**Passage to read:**
──────────────────────────────
Why $150 Million in Crypto Assets Were Frozen in the Philippines

The Philippines froze $150 million in cryptocurrency assets in 2025 - not because of a hack, not because of a scam, but because the government finally said: no more unlicensed exchanges.

What Exactly Got Frozen?

The money wasn’t stolen. It wasn’t hidden in offshore wallets. It was sitting in accounts on 20 crypto platforms that never asked for permission to operate in the Philippines. These weren’t shady offshore shells - many were local-facing platforms with thousands of Filipino users. They accepted pesos, offered peso withdrawals, ran ads on Facebook, and even had customer service teams in Manila. But they never registered with the Securities and Exchange Commission (SEC), which in January 2025 made it clear: if you’re offering crypto services as a business in the Philippines, you need a license.

The $150 million was mostly stablecoins - USDT and USDC - making up 68% of the total. Bitcoin accounted for 22%, and smaller altcoins made up the rest. These funds were spread across Ethereum (45%), Binance Smart Chain (30%), and Tron (15%). The SEC didn’t just shut down websites. They worked with internet providers to block access, froze wallet addresses on-chain, and prevented any withdrawals or transfers.

Why Now? The Three-Year Wait

This wasn’t sudden. For three years, the Bangko Sentral ng Pilipinas (BSP) had put a hold on issuing new licenses to crypto exchanges. That moratorium, announced in September 2022, was meant to give regulators time to catch up. But while the BSP waited, crypto adoption exploded. By early 2025, Filipinos had invested over ₱6 trillion - roughly $107 billion - in digital assets. Coins.ph alone had over 20 million users. Most people didn’t know the difference between a licensed and unlicensed platform. They just wanted to buy Bitcoin with their mobile load or send money to family overseas faster than banks allowed.

The SEC stepped in because the gray zone was getting dangerous. In the first half of 2025 alone, global crypto crime hit $2.17 billion in losses, according to Chainalysis. The Philippines, ranked 8th in global crypto adoption, was becoming a target. Scammers used unlicensed platforms to launder money. Others ran fake yield farms. Some simply disappeared with user funds. The SEC saw the writing on the wall: if they didn’t act, the damage would be far worse.

Who Got Hurt?

The freeze didn’t just hit the exchanges. It hit ordinary people. A Reddit thread titled “My $15k frozen in Bitget PH - What now?” had over 1,200 upvotes and nearly 400 comments. Users described panic. Some had saved for years. Others used crypto to pay rent. One man in Cebu lost his life savings - $22,000 - because he trusted a platform that looked legit. He didn’t know it wasn’t registered. He just saw it had a local phone number and a Facebook page with 50,000 followers.
──────────────────────────────
**Exercise directions:**
According to the article on the Philippine cryptocurrency freeze, in what month and year did the Bangko Sentral ng Pilipinas announce its moratorium on new licenses for crypto exchanges?

**Extracted material:**
──────────────────────────────
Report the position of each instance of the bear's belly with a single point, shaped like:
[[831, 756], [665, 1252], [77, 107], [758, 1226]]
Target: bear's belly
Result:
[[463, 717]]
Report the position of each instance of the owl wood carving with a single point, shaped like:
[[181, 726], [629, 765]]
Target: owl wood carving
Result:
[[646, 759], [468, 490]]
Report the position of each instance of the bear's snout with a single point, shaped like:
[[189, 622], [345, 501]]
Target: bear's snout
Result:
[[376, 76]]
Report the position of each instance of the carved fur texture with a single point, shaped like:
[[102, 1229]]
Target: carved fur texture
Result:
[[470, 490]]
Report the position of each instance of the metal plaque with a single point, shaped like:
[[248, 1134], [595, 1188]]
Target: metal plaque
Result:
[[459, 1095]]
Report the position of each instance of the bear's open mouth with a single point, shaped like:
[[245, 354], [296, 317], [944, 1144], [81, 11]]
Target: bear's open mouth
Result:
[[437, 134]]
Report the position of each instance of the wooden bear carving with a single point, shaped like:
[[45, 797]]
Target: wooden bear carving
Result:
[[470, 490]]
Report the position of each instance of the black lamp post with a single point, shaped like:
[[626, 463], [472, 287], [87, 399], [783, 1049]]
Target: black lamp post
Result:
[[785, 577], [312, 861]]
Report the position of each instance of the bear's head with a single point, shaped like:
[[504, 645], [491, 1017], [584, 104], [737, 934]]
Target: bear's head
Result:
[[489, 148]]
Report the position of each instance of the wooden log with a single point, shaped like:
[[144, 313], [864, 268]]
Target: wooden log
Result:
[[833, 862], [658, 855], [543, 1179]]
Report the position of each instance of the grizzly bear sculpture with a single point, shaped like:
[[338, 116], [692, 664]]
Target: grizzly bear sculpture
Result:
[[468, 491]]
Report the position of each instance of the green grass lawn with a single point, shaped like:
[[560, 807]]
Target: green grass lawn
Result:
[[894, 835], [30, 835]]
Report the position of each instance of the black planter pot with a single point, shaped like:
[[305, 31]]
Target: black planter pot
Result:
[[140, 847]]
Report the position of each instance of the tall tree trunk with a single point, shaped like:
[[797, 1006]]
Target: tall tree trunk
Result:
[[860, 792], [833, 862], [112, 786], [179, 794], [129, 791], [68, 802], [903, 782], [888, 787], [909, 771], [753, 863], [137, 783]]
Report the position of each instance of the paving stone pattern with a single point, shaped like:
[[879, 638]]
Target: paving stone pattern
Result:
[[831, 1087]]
──────────────────────────────
**Output for this task:**
September 2022.